> [Extrait de la page]:

*-*-*

Drôle d’animal

Au kilomètre 581 de la route de la Baie-James, à 25 milles de toute civilisation, un homme vit seul dans une bicoque depuis plus de 20 ans avec pour voisins les ours, les loups, les caribous et l’immensité sauvage d’un territoire que même des installations hydroélectriques majeures n’ont pas réussi à apprivoiser. Pourtant, Sylvain Paquin ne se considère pas en marge du monde, mais plutôt interconnecté avec lui. Plongeon dans l’univers d’un drôle d’animal tapi au fond des bois.

Qui est Sylvain Paquin ? L’homme a la barbe fournie, les cheveux longs et des tatouages. Entouré de ses huit chiens, il mène dans sa petite maison rafistolée au milieu de nulle part une existence que beaucoup pourraient comparer à celle d’un ermite, d’un survivaliste ou d’un coureur des bois 2.0. Mais dès qu’on lui parle, cette première impression cède sa place à la curiosité. On découvre effectivement un penseur, un amoureux de la terre et des êtres qui l’habitent, un gars affable et allumé fourmillant de projets et de contacts. Alors pourquoi a-t-il choisi ce mode de vie si peu conventionnel ?

Prendre racine

Sylvain n’a pas grandi en pleine nature. Originaire de Tétreaultville, un quartier de Montréal, il a connu le béton et la vie urbaine à 100 à l’heure. Il a fait les 400 coups, de nombreuses virées à moto et travaillé tour à tour comme tatoueur, garde du corps de Lucien Bouchard, intervenant en recherche et sauvetage et même propriétaire d’une salle de jeux vidéo. C’est toutefois en 1994 et 1995, à l’avènement du multimédia, qu’il a trouvé des avenues professionnelles dont il fait encore aujourd’hui son gagne-pain, à savoir la création de sites web, la photographie et le tourisme d’aventure.

*-*-*

> [Données fournies]:
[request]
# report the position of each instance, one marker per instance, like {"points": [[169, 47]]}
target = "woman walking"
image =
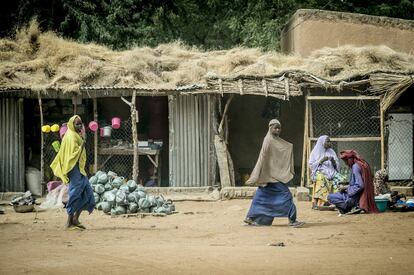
{"points": [[69, 166], [274, 169]]}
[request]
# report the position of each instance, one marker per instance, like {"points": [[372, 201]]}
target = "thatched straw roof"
{"points": [[40, 61]]}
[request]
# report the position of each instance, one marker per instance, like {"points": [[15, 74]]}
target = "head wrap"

*-*-*

> [Consignes à suivre]:
1: Recopiez mot pour mot l'article sur Sylvain Paquin, en entier.
2: Redonnez telles quelles toutes les lignes des données fournies, en omettant les images.

> [Réponses aux consignes]:
1:
Drôle d’animal

Au kilomètre 581 de la route de la Baie-James, à 25 milles de toute civilisation, un homme vit seul dans une bicoque depuis plus de 20 ans avec pour voisins les ours, les loups, les caribous et l’immensité sauvage d’un territoire que même des installations hydroélectriques majeures n’ont pas réussi à apprivoiser. Pourtant, Sylvain Paquin ne se considère pas en marge du monde, mais plutôt interconnecté avec lui. Plongeon dans l’univers d’un drôle d’animal tapi au fond des bois.

Qui est Sylvain Paquin ? L’homme a la barbe fournie, les cheveux longs et des tatouages. Entouré de ses huit chiens, il mène dans sa petite maison rafistolée au milieu de nulle part une existence que beaucoup pourraient comparer à celle d’un ermite, d’un survivaliste ou d’un coureur des bois 2.0. Mais dès qu’on lui parle, cette première impression cède sa place à la curiosité. On découvre effectivement un penseur, un amoureux de la terre et des êtres qui l’habitent, un gars affable et allumé fourmillant de projets et de contacts. Alors pourquoi a-t-il choisi ce mode de vie si peu conventionnel ?

Prendre racine

Sylvain n’a pas grandi en pleine nature. Originaire de Tétreaultville, un quartier de Montréal, il a connu le béton et la vie urbaine à 100 à l’heure. Il a fait les 400 coups, de nombreuses virées à moto et travaillé tour à tour comme tatoueur, garde du corps de Lucien Bouchard, intervenant en recherche et sauvetage et même propriétaire d’une salle de jeux vidéo. C’est toutefois en 1994 et 1995, à l’avènement du multimédia, qu’il a trouvé des avenues professionnelles dont il fait encore aujourd’hui son gagne-pain, à savoir la création de sites web, la photographie et le tourisme d’aventure.

2:
[request]
# report the position of each instance, one marker per instance, like {"points": [[169, 47]]}
target = "woman walking"
image =
{"points": [[69, 166], [274, 169]]}
[request]
# report the position of each instance, one marker per instance, like {"points": [[372, 201]]}
target = "thatched straw roof"
{"points": [[40, 61]]}
[request]
# report the position of each instance, one marker per instance, like {"points": [[15, 74]]}
target = "head wrap"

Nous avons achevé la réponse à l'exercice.